** START EXTRACT PROVIDED **
Re: Speed concern related to bit order in Huffman (was: I-D Action: draft-ietf-httpbis-header-compression-10.txt) from Frédéric Kayser on 2014-12-12 (ietf-http-wg@w3.org from October to December 2014)

From: Frédéric Kayser <f.kayser@free.fr>
Date: Fri, 12 Dec 2014 03:29:54 +0100
To: HTTP Working Group <ietf-http-wg@w3.org>
Cc: Roberto Peon <grmocg@gmail.com>
Message-Id: <4E3C6DD1-76E0-481F-B69F-6EAB6A041EF9@free.fr>
Here are some figures, I took an existing Huffman HPACK implementation:
https://github.com/http2/http2-spec/wiki/Implementations
It looks like nghttp2 and H2O share some code at this level especially the decoding table:
https://github.com/tatsuhiro-t/nghttp2/blob/master/lib/nghttp2_hd_huffman_data.c

I took H2O code and tweaked it to fit into FSE benchmark code.
Wrote a bits-on-top encoder loosely based on Zlib code and its decoder counterpart (damn slow for now since it doesn't use tables) and since a found that using a full-blown Huffman encoder/decoder was a bit overkill in this case I also made some trials with a dumber variable length encoder called Fastlane.
** END EXTRACT PROVIDED **
** START DATA ENTRIES **
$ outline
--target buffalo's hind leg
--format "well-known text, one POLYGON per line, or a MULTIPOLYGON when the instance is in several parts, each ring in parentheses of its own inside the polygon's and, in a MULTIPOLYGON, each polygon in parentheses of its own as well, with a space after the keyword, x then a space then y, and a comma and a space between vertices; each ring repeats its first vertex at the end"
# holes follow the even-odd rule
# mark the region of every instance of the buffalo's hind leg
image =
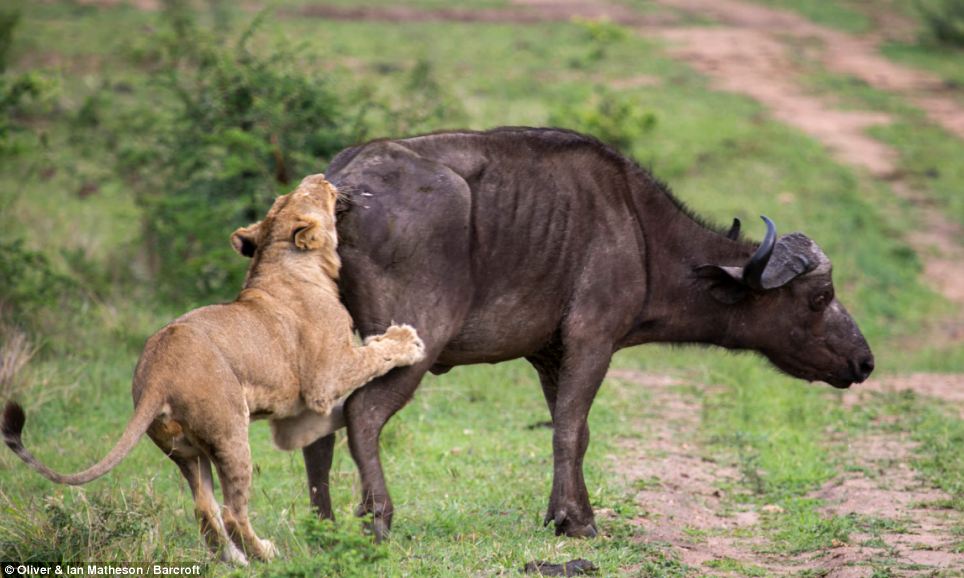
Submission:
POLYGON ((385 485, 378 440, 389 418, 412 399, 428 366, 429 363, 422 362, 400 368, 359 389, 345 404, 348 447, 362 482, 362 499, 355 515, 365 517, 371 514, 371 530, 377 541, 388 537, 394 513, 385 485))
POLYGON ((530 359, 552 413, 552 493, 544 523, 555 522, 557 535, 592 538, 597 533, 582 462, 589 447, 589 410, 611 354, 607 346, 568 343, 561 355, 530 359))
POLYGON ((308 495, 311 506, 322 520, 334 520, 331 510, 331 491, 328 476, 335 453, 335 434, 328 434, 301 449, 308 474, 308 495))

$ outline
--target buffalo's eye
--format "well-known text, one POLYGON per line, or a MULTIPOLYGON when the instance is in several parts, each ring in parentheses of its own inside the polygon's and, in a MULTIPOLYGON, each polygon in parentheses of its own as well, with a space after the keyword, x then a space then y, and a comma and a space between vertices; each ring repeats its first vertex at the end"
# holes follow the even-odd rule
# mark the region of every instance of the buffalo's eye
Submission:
** END DATA ENTRIES **
** START DATA ENTRIES **
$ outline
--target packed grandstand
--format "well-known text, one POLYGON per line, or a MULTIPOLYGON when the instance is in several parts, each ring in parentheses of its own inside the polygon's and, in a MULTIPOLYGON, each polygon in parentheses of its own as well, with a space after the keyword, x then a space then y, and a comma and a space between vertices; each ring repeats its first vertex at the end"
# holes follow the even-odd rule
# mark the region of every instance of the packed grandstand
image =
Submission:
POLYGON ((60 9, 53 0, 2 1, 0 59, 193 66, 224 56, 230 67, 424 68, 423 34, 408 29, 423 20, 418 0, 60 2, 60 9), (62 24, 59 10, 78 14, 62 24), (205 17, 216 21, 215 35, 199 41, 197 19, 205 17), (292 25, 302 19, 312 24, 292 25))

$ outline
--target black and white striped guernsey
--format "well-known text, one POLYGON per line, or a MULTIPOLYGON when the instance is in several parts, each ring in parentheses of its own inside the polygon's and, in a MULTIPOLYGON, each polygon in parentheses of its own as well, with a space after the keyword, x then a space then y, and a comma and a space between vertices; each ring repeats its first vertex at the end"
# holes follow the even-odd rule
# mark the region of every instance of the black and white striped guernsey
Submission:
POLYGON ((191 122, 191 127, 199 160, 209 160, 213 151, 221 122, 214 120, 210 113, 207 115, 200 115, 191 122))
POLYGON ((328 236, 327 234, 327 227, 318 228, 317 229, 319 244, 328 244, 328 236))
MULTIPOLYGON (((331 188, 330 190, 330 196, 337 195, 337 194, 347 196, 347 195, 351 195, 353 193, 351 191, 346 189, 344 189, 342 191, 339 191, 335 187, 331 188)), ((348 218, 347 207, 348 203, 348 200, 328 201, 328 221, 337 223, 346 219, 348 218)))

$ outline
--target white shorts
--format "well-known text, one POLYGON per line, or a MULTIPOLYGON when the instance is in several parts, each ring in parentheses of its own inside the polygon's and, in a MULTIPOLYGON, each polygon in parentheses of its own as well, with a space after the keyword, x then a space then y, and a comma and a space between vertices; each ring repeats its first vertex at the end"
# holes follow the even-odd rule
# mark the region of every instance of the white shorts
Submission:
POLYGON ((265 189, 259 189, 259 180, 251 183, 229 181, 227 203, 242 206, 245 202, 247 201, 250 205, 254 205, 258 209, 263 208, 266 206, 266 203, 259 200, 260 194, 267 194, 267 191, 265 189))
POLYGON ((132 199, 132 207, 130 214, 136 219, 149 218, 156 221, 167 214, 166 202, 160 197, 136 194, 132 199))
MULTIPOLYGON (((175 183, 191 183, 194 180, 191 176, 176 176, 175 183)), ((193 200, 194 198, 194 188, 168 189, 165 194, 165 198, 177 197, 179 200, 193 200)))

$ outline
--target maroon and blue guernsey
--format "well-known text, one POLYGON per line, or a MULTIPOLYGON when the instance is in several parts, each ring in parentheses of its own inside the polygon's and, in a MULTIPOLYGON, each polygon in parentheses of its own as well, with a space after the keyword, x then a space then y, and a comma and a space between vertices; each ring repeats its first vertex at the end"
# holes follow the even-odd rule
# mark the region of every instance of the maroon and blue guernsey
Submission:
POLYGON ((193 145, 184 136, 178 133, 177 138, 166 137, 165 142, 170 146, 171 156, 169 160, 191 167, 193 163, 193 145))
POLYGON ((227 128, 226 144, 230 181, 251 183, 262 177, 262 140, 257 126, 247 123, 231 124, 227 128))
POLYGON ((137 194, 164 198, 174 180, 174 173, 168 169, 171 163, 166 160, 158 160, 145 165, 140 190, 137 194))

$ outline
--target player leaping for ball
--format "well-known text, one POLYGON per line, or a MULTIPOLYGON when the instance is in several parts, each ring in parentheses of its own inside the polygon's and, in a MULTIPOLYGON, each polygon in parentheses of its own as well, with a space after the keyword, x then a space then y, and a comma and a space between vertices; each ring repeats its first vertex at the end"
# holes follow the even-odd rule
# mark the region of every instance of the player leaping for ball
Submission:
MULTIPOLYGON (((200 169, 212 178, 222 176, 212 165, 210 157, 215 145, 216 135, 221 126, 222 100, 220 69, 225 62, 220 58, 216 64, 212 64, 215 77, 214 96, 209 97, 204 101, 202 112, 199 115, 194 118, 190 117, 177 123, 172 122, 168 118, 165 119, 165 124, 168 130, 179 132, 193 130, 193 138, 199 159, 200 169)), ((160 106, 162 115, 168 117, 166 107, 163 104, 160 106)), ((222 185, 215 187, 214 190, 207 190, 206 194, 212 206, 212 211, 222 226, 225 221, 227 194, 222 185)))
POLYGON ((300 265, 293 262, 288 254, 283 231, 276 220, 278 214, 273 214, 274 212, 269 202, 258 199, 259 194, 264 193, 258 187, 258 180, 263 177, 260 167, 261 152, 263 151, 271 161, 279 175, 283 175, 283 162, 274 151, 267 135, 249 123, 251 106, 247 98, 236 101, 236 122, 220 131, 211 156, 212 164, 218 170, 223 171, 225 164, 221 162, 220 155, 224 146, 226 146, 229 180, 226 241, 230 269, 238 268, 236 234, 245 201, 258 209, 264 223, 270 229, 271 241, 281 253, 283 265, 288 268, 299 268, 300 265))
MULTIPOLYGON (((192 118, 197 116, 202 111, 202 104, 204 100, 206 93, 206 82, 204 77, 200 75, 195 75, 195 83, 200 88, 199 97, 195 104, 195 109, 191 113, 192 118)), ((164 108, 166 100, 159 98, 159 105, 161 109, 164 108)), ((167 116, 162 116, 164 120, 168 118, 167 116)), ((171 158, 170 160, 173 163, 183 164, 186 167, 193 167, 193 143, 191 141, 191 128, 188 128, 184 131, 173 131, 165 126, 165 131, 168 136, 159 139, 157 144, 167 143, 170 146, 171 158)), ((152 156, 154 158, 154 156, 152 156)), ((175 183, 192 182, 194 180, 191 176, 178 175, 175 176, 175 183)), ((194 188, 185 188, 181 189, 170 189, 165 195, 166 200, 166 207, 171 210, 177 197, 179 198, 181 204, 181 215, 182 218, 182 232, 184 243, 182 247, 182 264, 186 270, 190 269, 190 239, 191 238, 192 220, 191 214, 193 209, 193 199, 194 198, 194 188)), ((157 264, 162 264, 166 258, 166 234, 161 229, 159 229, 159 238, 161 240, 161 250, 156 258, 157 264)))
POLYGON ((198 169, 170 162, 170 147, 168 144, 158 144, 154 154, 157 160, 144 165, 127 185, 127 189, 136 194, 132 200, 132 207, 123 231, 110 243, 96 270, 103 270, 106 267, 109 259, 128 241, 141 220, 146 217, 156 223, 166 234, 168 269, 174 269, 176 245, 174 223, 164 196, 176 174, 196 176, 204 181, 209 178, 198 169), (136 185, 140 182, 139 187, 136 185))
** END DATA ENTRIES **
PROBLEMS TO WORK ON:
1. In the message about Huffman bit order, which two implementations appear to share decoding-table code?
2. Continue the message about Huffman bit order from its last sentence.

EXPECTED RESPONSES:
1. nghttp2 and H2O.

2.
When it comes to measuring speed using small data samples the problem is that your en/decoding code as hardly reached cruise speed that it already stops… since headers are not supposed to hold megabytes of data the sample used here is relatively small (183 bytes) larger samples would produce higher figures (but the overall results stay inline just scaled).

hpackori is H2O code, hpacktop is my code (bits-on-top), since H2O uses precomputed tables for decoding it blows away my code for now but when it comes to encoding speed it’s a bit different: quite faster on Intel, slightly slower on ARM. Bits-on-top is supposed to offer more flexibility on the decoding side, and from what I have seen H2O code does basic I/O when encoding, therefore I would not draw conclusions at this point.
But what stroke me most was the Huffman codes themselves, actually a small subset of ASCII (about 96 code points) enjoy relatively small codes whereas the others quickly get very long codes, in fact if you encounter too many of those codes you’re not going to compress your data but rather expand it and you’re probably better off recording this field uncompressed which leads to the question: how were the underlying statistics gathered? I mean if a particular message is shorter when stored uncompressed it should not take part in the overall stats to foster a more precise picture for codes that will effectively be stored in a compressed way (2 stages mecanism).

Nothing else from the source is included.